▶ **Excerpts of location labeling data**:
▽

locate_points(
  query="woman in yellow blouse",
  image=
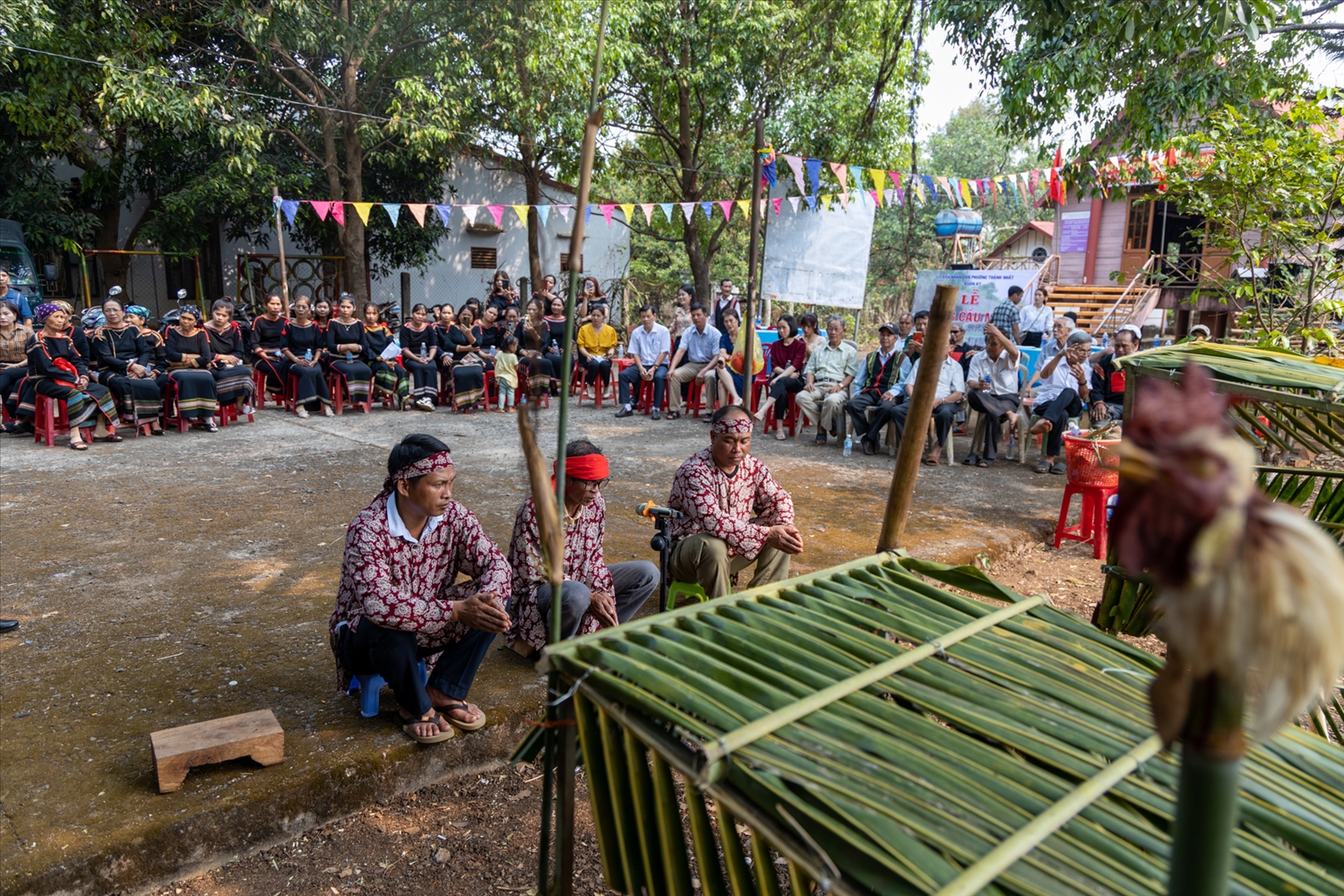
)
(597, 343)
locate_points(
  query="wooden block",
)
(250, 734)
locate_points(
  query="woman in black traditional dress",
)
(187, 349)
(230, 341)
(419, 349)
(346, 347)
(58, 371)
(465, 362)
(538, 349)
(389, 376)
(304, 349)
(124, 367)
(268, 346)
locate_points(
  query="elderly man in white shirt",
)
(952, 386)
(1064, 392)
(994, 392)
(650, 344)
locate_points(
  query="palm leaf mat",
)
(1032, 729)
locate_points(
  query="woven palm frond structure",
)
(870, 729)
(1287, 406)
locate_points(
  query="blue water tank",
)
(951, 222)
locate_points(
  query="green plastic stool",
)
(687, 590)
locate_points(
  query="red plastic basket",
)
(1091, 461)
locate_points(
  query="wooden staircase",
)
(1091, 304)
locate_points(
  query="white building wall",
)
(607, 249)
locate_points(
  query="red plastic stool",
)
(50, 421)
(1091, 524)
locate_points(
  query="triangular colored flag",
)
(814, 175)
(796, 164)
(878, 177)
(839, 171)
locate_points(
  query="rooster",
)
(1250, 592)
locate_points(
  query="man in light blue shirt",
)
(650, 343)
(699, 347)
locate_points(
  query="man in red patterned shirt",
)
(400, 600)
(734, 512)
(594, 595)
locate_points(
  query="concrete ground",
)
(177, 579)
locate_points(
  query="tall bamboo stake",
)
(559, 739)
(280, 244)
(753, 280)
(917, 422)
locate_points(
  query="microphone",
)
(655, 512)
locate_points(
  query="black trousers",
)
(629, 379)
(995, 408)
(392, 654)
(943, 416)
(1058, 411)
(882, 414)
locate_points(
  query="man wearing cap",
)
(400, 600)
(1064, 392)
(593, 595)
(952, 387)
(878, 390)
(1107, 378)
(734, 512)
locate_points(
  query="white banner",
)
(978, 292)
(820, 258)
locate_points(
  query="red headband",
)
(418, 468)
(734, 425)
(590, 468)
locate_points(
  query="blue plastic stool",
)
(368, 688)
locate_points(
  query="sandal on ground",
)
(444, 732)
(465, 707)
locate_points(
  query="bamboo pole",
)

△

Retype each line of the listing above word for word. Exclude the pictures.

▶ **EXERCISE SOLUTION**:
locate_points(
  query="woman in yellow blouse",
  image=
)
(597, 343)
locate_points(
  query="wooden block",
)
(250, 734)
locate_points(
  query="woman in black traditional dress",
)
(187, 349)
(230, 341)
(419, 349)
(346, 347)
(58, 371)
(465, 362)
(538, 349)
(389, 376)
(304, 349)
(124, 367)
(268, 346)
locate_points(
  query="elderly man in white shirt",
)
(952, 386)
(1064, 392)
(994, 392)
(650, 344)
locate_points(
  query="palm leaf mat",
)
(1032, 729)
locate_points(
  query="woven palm frond structure",
)
(870, 729)
(1287, 406)
locate_points(
  query="blue water tank",
)
(951, 222)
locate_points(
  query="green plastic stool",
)
(687, 590)
locate_points(
  query="red plastic basket",
)
(1091, 461)
locate_points(
  query="wooden staircase",
)
(1091, 304)
locate_points(
  query="white building wall",
)
(607, 249)
locate_points(
  query="red plastic stool",
)
(50, 421)
(1091, 524)
locate_points(
  query="triangular colored flag",
)
(814, 175)
(796, 164)
(878, 177)
(839, 171)
locate_points(
  query="rooster",
)
(1250, 592)
locate_points(
  query="man in light blue shirt",
)
(650, 343)
(699, 347)
locate_points(
  query="man in red patterned shirt",
)
(400, 600)
(734, 512)
(594, 595)
locate_points(
  query="concrete ground",
)
(177, 579)
locate_points(
  query="tall bamboo stake",
)
(559, 739)
(280, 244)
(753, 280)
(917, 422)
locate_points(
  query="microphone",
)
(655, 512)
locate_points(
  query="black trousers",
)
(629, 379)
(995, 408)
(392, 654)
(943, 416)
(1058, 411)
(882, 414)
locate_points(
  query="man wearing cap",
)
(400, 600)
(1064, 392)
(593, 595)
(952, 387)
(878, 390)
(1107, 378)
(734, 512)
locate_points(
  query="white banner",
)
(978, 292)
(820, 258)
locate_points(
  query="red headband",
)
(418, 468)
(734, 425)
(590, 468)
locate_points(
  query="blue plastic stool",
)
(368, 688)
locate_points(
  query="sandal on ground",
)
(444, 732)
(465, 707)
locate_points(
  query="bamboo pole",
)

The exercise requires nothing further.